TEXTE FOURNI ::
=======
Autorité et liberté (par Métropolite Antoine de Souroge)
Autorité et liberté par
Métropolite
Antoine de
Souroge :
Question :
Comment concilier l'autorité et la liberté dans
l'éducation ? Il est difficile d'orienter sans avoir un certain
"projet" devant soi.
Métropolite Antoine : Quand
j'ai parlé de "projet" hier, je ne
pensais pas du tout à l'éducation, mais au genre de projets que font
des partis
politiques, comme par exemple, le parti communiste, corme des Eglises
chrétiennes lorsqu'elles définissent le "type" humain qu'elles
doivent produire. Il ne s'agit pas d'éducation, mais de faire un être
humain
qui corresponde à un idéal déterminé ; il s'agit de placer devant soi
l'image
de ce qu'un être humain doit être et de forcer chacun à y devenir
conforme.
Cela pêche de deux façons : d'abord nous ne savons pas ce que l'"être"
doit être, parce qu'il n'existe pas d'Etre humain dont nous ne serions
que des
reproductions aussi fidèles que possible.
L'imitation du Christ ne
consiste pas
à être de pauvres répliques plus ou moins mauvaises ; elle consiste à
devenir à
notre façon, ce qu'il a été parfaitement à la sienne. Un proverbe
hébreu dit :
"Personne ne t'accusera jamais de ne pas avoir été Jean, mais tu seras
condamné pour n'avoir pas été Jeannot". L'idée en est que si Jean est
ton
idéal de sainteté, être ce qu'il a été n'est possible que pour lui ; si
on t'a
appelé Jeannot, ton idéal est d'être Jeannot. C'est contre cette erreur
que
j'ai voulu m'élever hier. En
plus du fait que nous ignorons ce que chacun
doit être puisque Dieu seul sait ce qu'il veut qu'il soit, il y a aussi
le fait
que nous ne pouvons pas contraindre un homme à devenir lui-même dans
les
catégories de la liberté des enfants de Dieu. Nous pouvons l'aider à se
déployer à sa propre mesure, mais nous ne pouvons pas le forcer à
s'ouvrir de
la façon dont nous voulons.
=======
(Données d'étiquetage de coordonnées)

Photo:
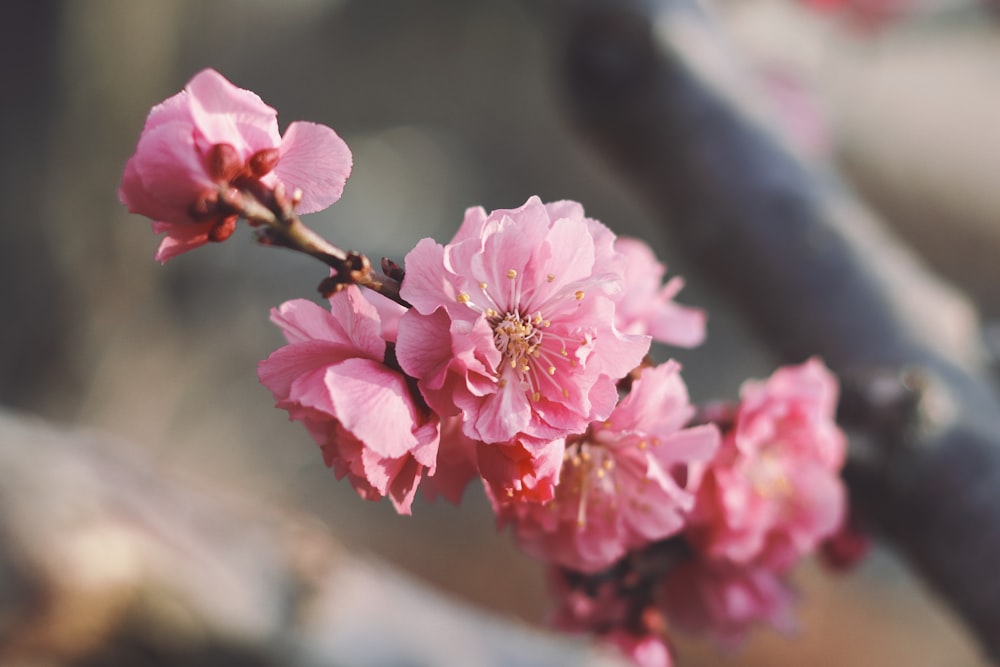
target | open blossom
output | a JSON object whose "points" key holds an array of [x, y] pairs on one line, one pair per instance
{"points": [[625, 483], [725, 600], [332, 376], [647, 307], [773, 492], [512, 324], [213, 134]]}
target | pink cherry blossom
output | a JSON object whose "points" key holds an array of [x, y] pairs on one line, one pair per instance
{"points": [[647, 307], [521, 471], [773, 492], [512, 323], [456, 464], [726, 600], [642, 650], [626, 483], [333, 377], [213, 134]]}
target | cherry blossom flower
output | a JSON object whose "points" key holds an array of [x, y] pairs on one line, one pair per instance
{"points": [[646, 307], [773, 491], [869, 15], [512, 323], [213, 134], [333, 377], [726, 600], [625, 483], [521, 471], [641, 649]]}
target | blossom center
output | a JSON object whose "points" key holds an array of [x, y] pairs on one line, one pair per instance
{"points": [[518, 338]]}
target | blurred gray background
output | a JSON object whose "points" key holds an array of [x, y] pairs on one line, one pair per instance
{"points": [[445, 104]]}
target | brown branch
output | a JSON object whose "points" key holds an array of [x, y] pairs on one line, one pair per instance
{"points": [[273, 213], [652, 85]]}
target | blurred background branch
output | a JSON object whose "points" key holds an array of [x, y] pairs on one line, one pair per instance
{"points": [[657, 91]]}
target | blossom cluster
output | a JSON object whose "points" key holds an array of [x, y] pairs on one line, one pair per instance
{"points": [[517, 354]]}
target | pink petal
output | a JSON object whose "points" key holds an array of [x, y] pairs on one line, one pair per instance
{"points": [[316, 161], [286, 364], [166, 159], [225, 114], [181, 237], [374, 404]]}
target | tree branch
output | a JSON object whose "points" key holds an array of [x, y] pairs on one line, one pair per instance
{"points": [[652, 85]]}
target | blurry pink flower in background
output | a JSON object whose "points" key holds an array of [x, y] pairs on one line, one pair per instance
{"points": [[865, 14], [725, 600], [332, 376], [616, 616], [213, 134], [512, 323], [773, 491], [624, 484], [641, 650], [647, 307]]}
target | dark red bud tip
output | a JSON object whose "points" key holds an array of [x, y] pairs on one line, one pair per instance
{"points": [[223, 229], [223, 163], [263, 161], [205, 206]]}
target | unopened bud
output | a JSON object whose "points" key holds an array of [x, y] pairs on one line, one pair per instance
{"points": [[263, 161], [205, 206], [223, 229], [223, 163]]}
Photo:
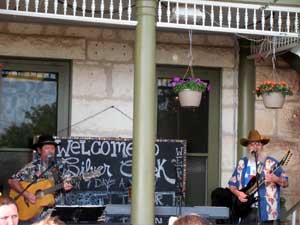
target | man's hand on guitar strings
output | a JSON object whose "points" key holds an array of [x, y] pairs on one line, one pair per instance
{"points": [[242, 196], [67, 185], [29, 197]]}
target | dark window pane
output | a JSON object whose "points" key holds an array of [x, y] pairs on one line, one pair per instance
{"points": [[175, 122], [196, 180], [28, 106]]}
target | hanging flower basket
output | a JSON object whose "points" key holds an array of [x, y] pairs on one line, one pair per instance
{"points": [[273, 93], [273, 100], [189, 90], [189, 98]]}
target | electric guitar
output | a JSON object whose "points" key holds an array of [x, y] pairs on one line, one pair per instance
{"points": [[242, 209], [44, 191]]}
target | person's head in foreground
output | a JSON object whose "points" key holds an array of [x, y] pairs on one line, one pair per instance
{"points": [[50, 221], [8, 211], [192, 219]]}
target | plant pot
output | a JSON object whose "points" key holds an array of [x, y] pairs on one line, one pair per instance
{"points": [[189, 98], [273, 100]]}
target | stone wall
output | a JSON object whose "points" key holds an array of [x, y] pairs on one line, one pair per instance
{"points": [[102, 76]]}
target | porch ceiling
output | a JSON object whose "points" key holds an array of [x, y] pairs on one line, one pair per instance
{"points": [[200, 15]]}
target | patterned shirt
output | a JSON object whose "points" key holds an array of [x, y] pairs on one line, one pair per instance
{"points": [[269, 193], [36, 170]]}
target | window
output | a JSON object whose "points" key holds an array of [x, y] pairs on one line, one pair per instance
{"points": [[34, 99], [28, 102], [198, 126]]}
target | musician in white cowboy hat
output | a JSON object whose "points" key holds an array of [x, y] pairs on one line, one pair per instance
{"points": [[42, 167], [270, 181]]}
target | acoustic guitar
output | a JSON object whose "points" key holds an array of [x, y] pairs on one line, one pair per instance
{"points": [[44, 191], [242, 209]]}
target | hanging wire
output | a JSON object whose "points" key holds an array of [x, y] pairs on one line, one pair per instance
{"points": [[94, 115], [189, 70], [274, 72]]}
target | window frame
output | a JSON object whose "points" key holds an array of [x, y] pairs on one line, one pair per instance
{"points": [[63, 68], [214, 153]]}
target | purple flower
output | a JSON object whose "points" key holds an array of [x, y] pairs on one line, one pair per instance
{"points": [[176, 79], [173, 84], [209, 87]]}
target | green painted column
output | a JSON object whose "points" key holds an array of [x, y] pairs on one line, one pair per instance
{"points": [[145, 115], [246, 110]]}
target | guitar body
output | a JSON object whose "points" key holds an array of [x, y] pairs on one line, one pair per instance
{"points": [[27, 210], [242, 209]]}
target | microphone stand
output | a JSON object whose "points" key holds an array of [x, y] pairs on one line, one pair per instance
{"points": [[52, 163], [178, 194], [258, 195]]}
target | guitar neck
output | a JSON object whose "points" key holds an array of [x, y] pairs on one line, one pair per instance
{"points": [[261, 181]]}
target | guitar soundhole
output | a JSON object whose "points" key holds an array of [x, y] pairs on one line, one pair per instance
{"points": [[39, 194]]}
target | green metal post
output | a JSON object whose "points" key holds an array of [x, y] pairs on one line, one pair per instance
{"points": [[246, 103], [145, 115]]}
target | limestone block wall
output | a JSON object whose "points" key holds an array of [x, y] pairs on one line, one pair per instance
{"points": [[282, 125], [102, 73]]}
=======
SÉRIE DE TÂCHES ::
A) D'après le texte sur l'autorité et la liberté, de quoi le proverbe hébreu dit-il que personne ne t'accusera jamais ?
B) Modifiez le passage du texte sur l'autorité et la liberté qui commence par "Cela pêche de" et va jusqu'à "fidèles que possible.", en remplaçant "reproductions" par "copies".

RÉPONSES DANS L'ORDRE ::
A) De ne pas avoir été Jean.

B)
Cela pêche de deux façons : d'abord nous ne savons pas ce que l'"être"
doit être, parce qu'il n'existe pas d'Etre humain dont nous ne serions
que des
copies aussi fidèles que possible.